> **EXERCISE**
Tally up the lines below that carry the word "bipod", answering with the figure alone.

Segment Open

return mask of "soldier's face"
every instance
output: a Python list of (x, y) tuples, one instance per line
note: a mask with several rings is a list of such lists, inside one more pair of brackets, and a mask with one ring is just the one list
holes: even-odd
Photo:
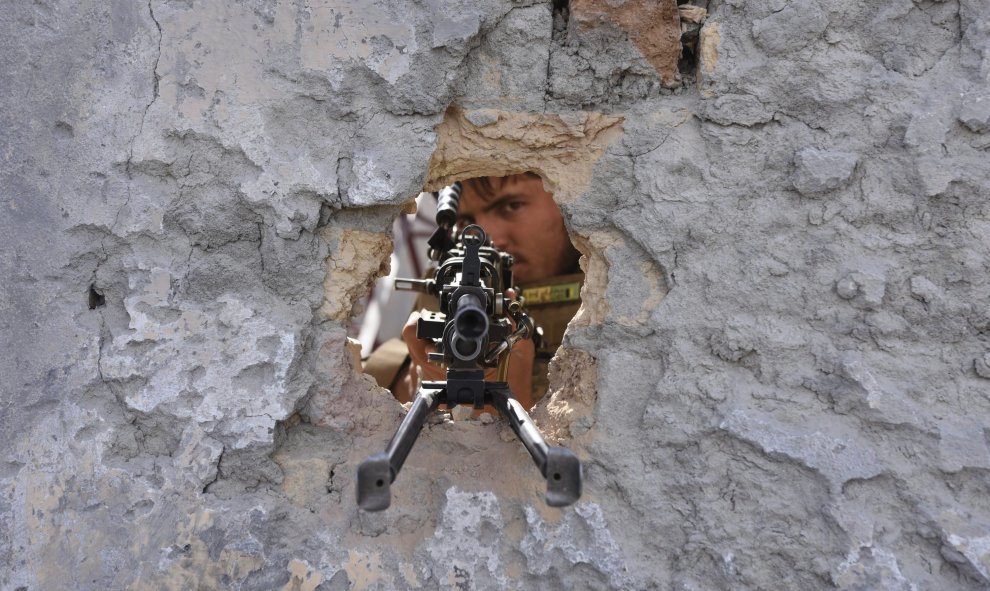
[(495, 246), (516, 259), (519, 284), (532, 283), (574, 269), (580, 253), (571, 244), (564, 218), (543, 181), (527, 175), (491, 179), (493, 191), (465, 183), (458, 226), (478, 224)]

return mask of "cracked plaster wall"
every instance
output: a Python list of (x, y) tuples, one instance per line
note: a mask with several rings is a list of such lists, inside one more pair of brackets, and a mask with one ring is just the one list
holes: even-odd
[[(0, 587), (990, 587), (990, 4), (566, 4), (3, 4)], [(437, 420), (359, 513), (391, 220), (517, 170), (585, 495)]]

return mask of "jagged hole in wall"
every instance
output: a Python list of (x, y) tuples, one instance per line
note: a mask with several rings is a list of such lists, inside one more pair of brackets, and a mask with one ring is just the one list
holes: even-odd
[(552, 37), (555, 41), (567, 32), (567, 20), (570, 16), (570, 2), (568, 0), (553, 0)]
[(102, 293), (100, 293), (99, 291), (97, 291), (95, 285), (89, 286), (89, 292), (88, 292), (87, 300), (89, 302), (89, 309), (90, 310), (95, 310), (97, 308), (102, 308), (103, 306), (107, 305), (107, 298), (106, 298), (106, 296), (104, 296)]
[[(536, 173), (537, 186), (552, 193), (551, 202), (559, 204), (568, 220), (563, 223), (567, 242), (572, 242), (584, 255), (580, 264), (586, 279), (579, 292), (580, 309), (570, 323), (560, 323), (561, 332), (563, 326), (582, 331), (584, 342), (590, 338), (586, 329), (601, 324), (608, 314), (605, 296), (609, 267), (605, 250), (614, 240), (607, 232), (586, 236), (579, 227), (568, 224), (573, 223), (572, 208), (593, 190), (596, 163), (608, 146), (622, 136), (622, 123), (621, 116), (593, 111), (559, 114), (451, 106), (434, 128), (437, 145), (424, 182), (426, 191), (438, 191), (455, 181), (476, 177)], [(431, 204), (432, 197), (429, 199), (426, 204)], [(385, 445), (383, 437), (394, 432), (405, 414), (390, 392), (376, 386), (370, 375), (361, 372), (360, 345), (354, 338), (359, 335), (353, 327), (355, 316), (364, 309), (361, 299), (376, 279), (389, 272), (393, 243), (404, 242), (400, 233), (393, 236), (389, 231), (401, 212), (398, 207), (388, 205), (347, 207), (328, 213), (331, 215), (327, 219), (321, 217), (320, 230), (328, 246), (324, 304), (319, 314), (322, 321), (312, 339), (307, 363), (308, 372), (315, 379), (306, 398), (298, 403), (298, 412), (280, 422), (272, 454), (283, 475), (281, 490), (297, 504), (316, 512), (339, 505), (353, 494), (351, 468), (368, 455), (381, 451)], [(430, 214), (423, 217), (432, 223)], [(399, 216), (397, 223), (401, 225), (404, 221), (414, 220)], [(431, 227), (422, 227), (419, 232), (428, 236)], [(411, 250), (425, 255), (423, 246), (413, 246)], [(394, 266), (395, 275), (416, 274)], [(408, 318), (411, 308), (409, 304), (398, 311), (400, 325)], [(365, 314), (368, 313), (370, 306)], [(398, 334), (397, 329), (393, 330), (396, 330), (393, 334)], [(345, 337), (351, 339), (346, 346)], [(365, 353), (374, 349), (375, 340), (371, 338), (372, 346)], [(549, 392), (533, 407), (532, 417), (548, 443), (580, 448), (596, 423), (597, 360), (583, 346), (565, 343), (560, 349), (551, 348), (541, 361), (549, 369), (549, 377), (547, 369), (538, 375), (549, 383)], [(484, 415), (472, 417), (471, 409), (461, 410), (465, 411), (464, 415), (453, 418), (486, 422)], [(440, 415), (431, 417), (424, 436), (417, 440), (410, 461), (403, 468), (404, 488), (396, 489), (400, 495), (394, 499), (397, 505), (403, 504), (403, 495), (417, 499), (416, 506), (422, 505), (423, 498), (433, 499), (435, 495), (430, 487), (438, 478), (449, 485), (470, 483), (500, 497), (533, 492), (530, 487), (535, 486), (534, 481), (521, 476), (523, 473), (514, 462), (496, 462), (501, 468), (494, 471), (471, 468), (490, 466), (489, 454), (504, 450), (502, 444), (507, 442), (500, 436), (493, 438), (493, 431), (504, 432), (501, 421), (495, 421), (493, 426), (461, 428), (441, 426), (447, 423), (440, 419)], [(454, 424), (462, 422), (465, 421), (455, 420)], [(434, 428), (442, 433), (431, 437), (429, 432)], [(466, 453), (469, 456), (476, 453), (477, 458), (456, 462), (459, 468), (439, 475), (436, 466), (438, 462), (449, 461), (451, 445), (476, 450)], [(515, 445), (510, 447), (515, 453)], [(342, 466), (348, 468), (341, 469)], [(422, 505), (424, 515), (435, 514), (441, 501)]]
[[(460, 150), (455, 153), (462, 153)], [(552, 156), (551, 156), (552, 158)], [(522, 168), (522, 167), (520, 167)], [(534, 166), (535, 168), (535, 166)], [(519, 170), (519, 168), (499, 168), (497, 166), (480, 163), (477, 166), (469, 167), (470, 173), (457, 172), (442, 179), (431, 176), (428, 181), (428, 190), (439, 189), (442, 186), (456, 180), (466, 180), (478, 175), (505, 176)], [(540, 167), (541, 175), (543, 168)], [(436, 173), (434, 165), (431, 164), (431, 174)], [(565, 173), (567, 171), (564, 171)], [(574, 171), (571, 171), (572, 173)], [(571, 176), (575, 176), (571, 174)], [(548, 179), (547, 177), (552, 177)], [(554, 181), (556, 173), (549, 173), (541, 176), (530, 177), (535, 179), (536, 187), (545, 190), (546, 187), (556, 187)], [(563, 192), (562, 192), (563, 193)], [(550, 195), (548, 192), (547, 195)], [(554, 211), (557, 210), (556, 198), (558, 195), (550, 195), (550, 204)], [(425, 199), (425, 201), (424, 201)], [(563, 201), (562, 201), (563, 202)], [(354, 466), (367, 455), (380, 451), (379, 446), (384, 445), (382, 437), (392, 432), (401, 422), (404, 416), (403, 408), (397, 401), (392, 400), (392, 396), (385, 390), (376, 387), (374, 380), (367, 373), (361, 373), (362, 363), (358, 359), (358, 341), (356, 336), (360, 336), (361, 322), (357, 319), (361, 315), (367, 318), (369, 315), (382, 314), (382, 311), (374, 312), (374, 300), (367, 299), (366, 294), (372, 290), (372, 284), (376, 279), (389, 274), (389, 261), (392, 262), (392, 276), (415, 275), (415, 271), (403, 269), (396, 259), (399, 253), (392, 253), (393, 244), (400, 250), (407, 249), (409, 252), (420, 255), (421, 263), (425, 258), (426, 248), (423, 241), (432, 231), (433, 197), (431, 195), (421, 195), (421, 208), (417, 215), (411, 215), (411, 208), (402, 212), (397, 212), (393, 206), (388, 208), (357, 208), (342, 209), (333, 213), (333, 219), (329, 220), (323, 227), (323, 237), (330, 246), (330, 256), (328, 259), (327, 278), (325, 287), (325, 304), (321, 309), (321, 317), (329, 320), (321, 325), (320, 336), (314, 339), (318, 343), (310, 353), (310, 370), (317, 378), (304, 401), (301, 401), (297, 412), (293, 413), (285, 421), (280, 421), (277, 426), (277, 436), (275, 450), (272, 454), (273, 461), (279, 466), (281, 471), (278, 487), (293, 503), (306, 507), (313, 512), (325, 510), (327, 506), (336, 506), (348, 502), (346, 499), (353, 495), (354, 490)], [(507, 205), (507, 207), (514, 207)], [(374, 211), (372, 211), (374, 210)], [(563, 220), (558, 216), (558, 223), (563, 232), (563, 237), (570, 245), (572, 236), (568, 232)], [(371, 218), (374, 218), (372, 223)], [(394, 221), (395, 231), (390, 235), (385, 227)], [(481, 220), (475, 220), (481, 221)], [(404, 225), (408, 225), (405, 232), (399, 231)], [(411, 235), (411, 236), (410, 236)], [(406, 240), (413, 238), (412, 244)], [(419, 244), (416, 244), (419, 240)], [(582, 251), (587, 252), (589, 248), (594, 251), (593, 246), (589, 246), (587, 241), (580, 236), (573, 236), (575, 244), (580, 246)], [(510, 251), (511, 252), (511, 251)], [(595, 260), (600, 259), (596, 256)], [(422, 273), (426, 272), (425, 263), (422, 263)], [(521, 266), (522, 267), (522, 266)], [(572, 280), (572, 285), (558, 287), (560, 290), (569, 290), (570, 296), (580, 294), (580, 276), (576, 281)], [(391, 282), (380, 280), (379, 288), (389, 290), (389, 295), (395, 295), (391, 291)], [(548, 291), (552, 291), (548, 290)], [(372, 291), (372, 293), (374, 293)], [(417, 294), (413, 294), (414, 296)], [(550, 294), (552, 295), (552, 294)], [(557, 298), (561, 296), (558, 293)], [(600, 299), (601, 296), (598, 296)], [(539, 299), (533, 296), (533, 299)], [(364, 302), (362, 302), (364, 300)], [(543, 296), (541, 306), (546, 308), (560, 308), (555, 304), (552, 297), (546, 294)], [(391, 302), (390, 302), (391, 303)], [(571, 313), (578, 307), (576, 301), (571, 301)], [(538, 306), (534, 304), (534, 309)], [(399, 305), (396, 316), (399, 318), (398, 325), (393, 324), (392, 333), (388, 335), (372, 336), (371, 342), (378, 341), (378, 346), (386, 340), (384, 337), (397, 337), (402, 324), (408, 318), (413, 308), (412, 303)], [(537, 320), (540, 316), (535, 315)], [(557, 320), (557, 331), (563, 333), (568, 325), (568, 318)], [(347, 346), (342, 346), (344, 336), (349, 337)], [(377, 330), (375, 331), (377, 333)], [(373, 350), (375, 347), (369, 347)], [(554, 357), (557, 353), (558, 356)], [(593, 398), (595, 388), (593, 374), (593, 360), (590, 355), (575, 349), (557, 350), (555, 344), (548, 344), (542, 348), (538, 359), (538, 369), (536, 370), (536, 387), (547, 389), (547, 383), (552, 382), (552, 391), (534, 408), (534, 419), (539, 422), (541, 430), (550, 442), (560, 442), (563, 439), (574, 437), (576, 433), (572, 428), (575, 416), (588, 417), (591, 414), (593, 405), (587, 400)], [(402, 354), (405, 357), (405, 354)], [(550, 364), (551, 358), (554, 359)], [(563, 362), (560, 360), (563, 359)], [(547, 371), (555, 377), (548, 379)], [(591, 367), (588, 373), (587, 368)], [(575, 384), (585, 384), (585, 386), (575, 388)], [(578, 392), (577, 400), (557, 400), (557, 391), (565, 389), (570, 396), (571, 392)], [(590, 389), (590, 390), (589, 390)], [(582, 393), (583, 392), (583, 393)], [(590, 392), (590, 393), (589, 393)], [(575, 403), (578, 404), (575, 407)], [(576, 408), (576, 411), (575, 411)], [(460, 413), (463, 411), (463, 413)], [(455, 423), (462, 421), (472, 421), (479, 423), (488, 422), (484, 416), (473, 416), (470, 408), (459, 409), (459, 414), (455, 414)], [(431, 417), (428, 421), (426, 431), (432, 430), (437, 425), (446, 424), (442, 420), (442, 415)], [(593, 421), (583, 419), (582, 425), (590, 425)], [(453, 478), (451, 484), (457, 482), (454, 474), (459, 474), (460, 468), (453, 471), (444, 471), (439, 475), (436, 471), (436, 462), (441, 458), (449, 459), (451, 440), (458, 445), (467, 445), (468, 448), (477, 447), (478, 454), (490, 453), (489, 450), (499, 449), (505, 441), (494, 437), (493, 429), (501, 429), (500, 422), (496, 421), (495, 426), (469, 425), (469, 428), (459, 430), (456, 427), (439, 427), (443, 429), (440, 437), (431, 438), (429, 436), (418, 439), (416, 447), (410, 456), (410, 461), (403, 469), (402, 486), (396, 489), (396, 504), (402, 504), (404, 498), (430, 498), (433, 497), (422, 487), (431, 486), (430, 483), (437, 478)], [(587, 431), (585, 427), (580, 432)], [(494, 439), (493, 439), (494, 437)], [(469, 442), (469, 443), (464, 443)], [(515, 449), (515, 447), (512, 447)], [(469, 454), (470, 455), (470, 454)], [(477, 463), (477, 462), (475, 462)], [(487, 460), (481, 462), (485, 465)], [(460, 463), (458, 463), (460, 465)], [(465, 466), (474, 465), (467, 461)], [(518, 476), (512, 467), (514, 464), (506, 463), (504, 469), (496, 470), (493, 473), (485, 473), (482, 478), (475, 475), (470, 480), (478, 481), (481, 478), (481, 486), (489, 487), (497, 495), (514, 496), (530, 494), (527, 486), (536, 486), (532, 479)], [(464, 468), (467, 469), (467, 468)], [(458, 477), (460, 478), (460, 477)], [(520, 480), (521, 479), (521, 480)], [(464, 482), (467, 482), (465, 480)], [(425, 497), (424, 497), (425, 495)], [(416, 505), (422, 505), (424, 515), (434, 514), (440, 509), (437, 503), (442, 501), (441, 497), (422, 504), (417, 501)], [(429, 523), (425, 516), (422, 518), (423, 524)], [(419, 521), (417, 521), (419, 523)], [(425, 525), (424, 525), (425, 527)], [(411, 552), (411, 550), (410, 550)]]
[[(690, 85), (698, 69), (698, 43), (701, 28), (718, 0), (677, 0), (678, 21), (681, 28), (681, 54), (677, 69), (686, 85)], [(619, 3), (621, 4), (621, 3)], [(555, 44), (567, 43), (571, 19), (570, 0), (553, 0), (551, 37)], [(580, 10), (580, 9), (579, 9)]]
[(677, 69), (685, 83), (693, 79), (698, 69), (698, 40), (701, 27), (712, 8), (709, 0), (677, 0), (677, 10), (681, 20), (681, 59)]
[[(462, 183), (458, 225), (481, 225), (495, 246), (513, 255), (515, 283), (539, 326), (539, 336), (534, 339), (531, 390), (524, 388), (520, 392), (520, 400), (528, 406), (546, 394), (549, 362), (580, 306), (580, 253), (570, 239), (553, 194), (536, 173), (475, 177), (463, 179)], [(408, 362), (400, 365), (402, 327), (411, 312), (435, 307), (436, 302), (434, 298), (395, 292), (394, 282), (396, 278), (431, 275), (426, 241), (435, 228), (435, 206), (435, 194), (422, 193), (417, 198), (416, 212), (398, 217), (393, 227), (391, 273), (377, 282), (366, 298), (364, 313), (350, 330), (351, 336), (362, 343), (365, 370), (403, 402), (414, 394), (415, 378), (410, 375)], [(515, 375), (517, 384), (519, 380), (526, 381), (522, 374)]]

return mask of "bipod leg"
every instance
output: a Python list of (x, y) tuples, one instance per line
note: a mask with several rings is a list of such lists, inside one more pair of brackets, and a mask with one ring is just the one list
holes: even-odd
[(547, 480), (547, 505), (564, 507), (581, 498), (581, 461), (565, 447), (547, 445), (526, 409), (504, 382), (486, 385), (486, 393), (526, 446), (540, 474)]
[(442, 393), (443, 390), (420, 388), (412, 408), (388, 442), (385, 453), (375, 454), (358, 466), (359, 507), (365, 511), (384, 511), (392, 504), (391, 484), (399, 475), (406, 456), (423, 430), (426, 417), (439, 406)]

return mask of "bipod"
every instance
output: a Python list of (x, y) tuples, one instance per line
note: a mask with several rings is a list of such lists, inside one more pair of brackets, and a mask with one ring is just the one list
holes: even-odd
[[(451, 392), (457, 394), (451, 395)], [(485, 404), (491, 404), (509, 421), (509, 426), (546, 479), (547, 505), (563, 507), (581, 497), (581, 461), (567, 448), (547, 445), (533, 419), (513, 396), (506, 382), (450, 380), (424, 382), (385, 452), (369, 457), (358, 466), (358, 506), (365, 511), (388, 509), (392, 504), (392, 483), (423, 430), (426, 418), (441, 404), (448, 408), (471, 404), (479, 410)]]

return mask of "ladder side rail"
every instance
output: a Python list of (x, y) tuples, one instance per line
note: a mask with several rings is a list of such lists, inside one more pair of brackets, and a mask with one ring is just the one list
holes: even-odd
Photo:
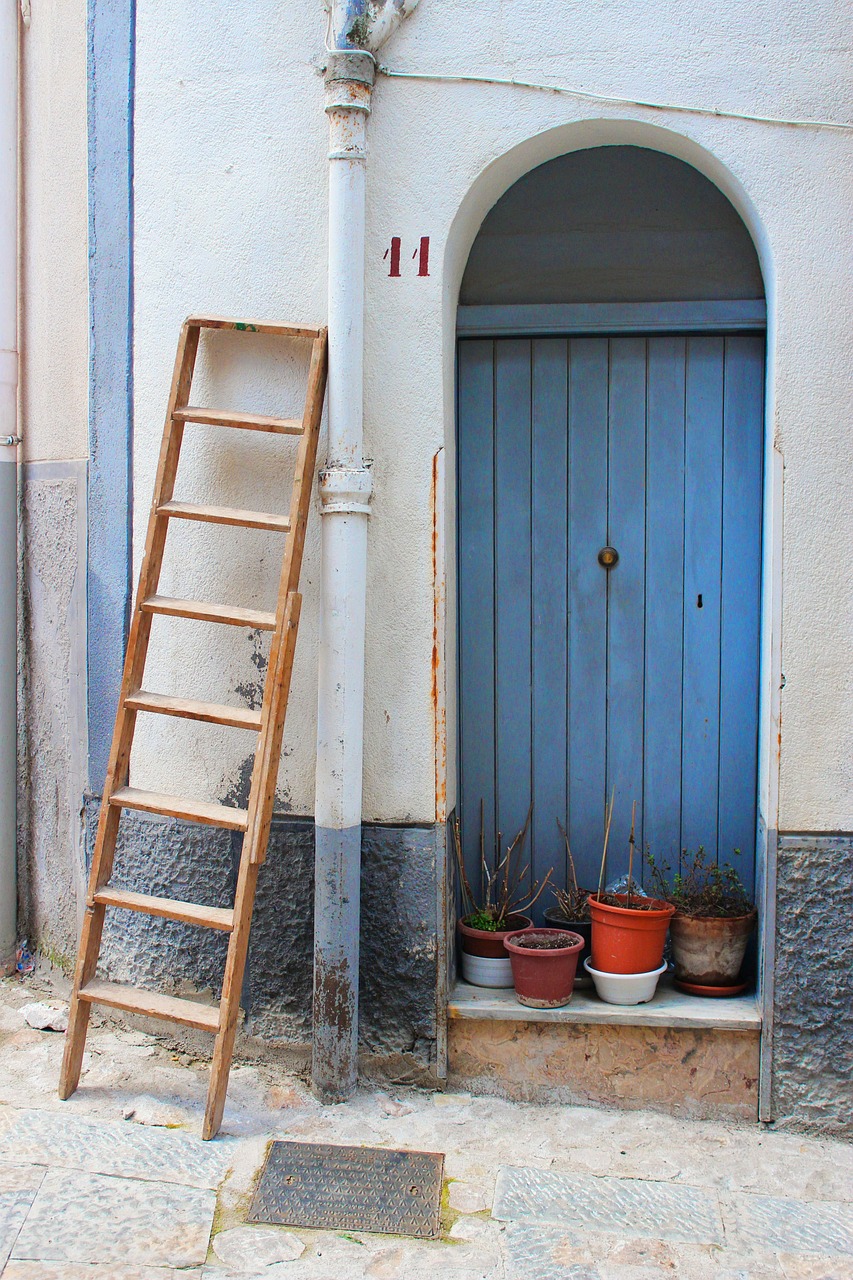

Segment Closed

> **ANSWER FOR THE TASK**
2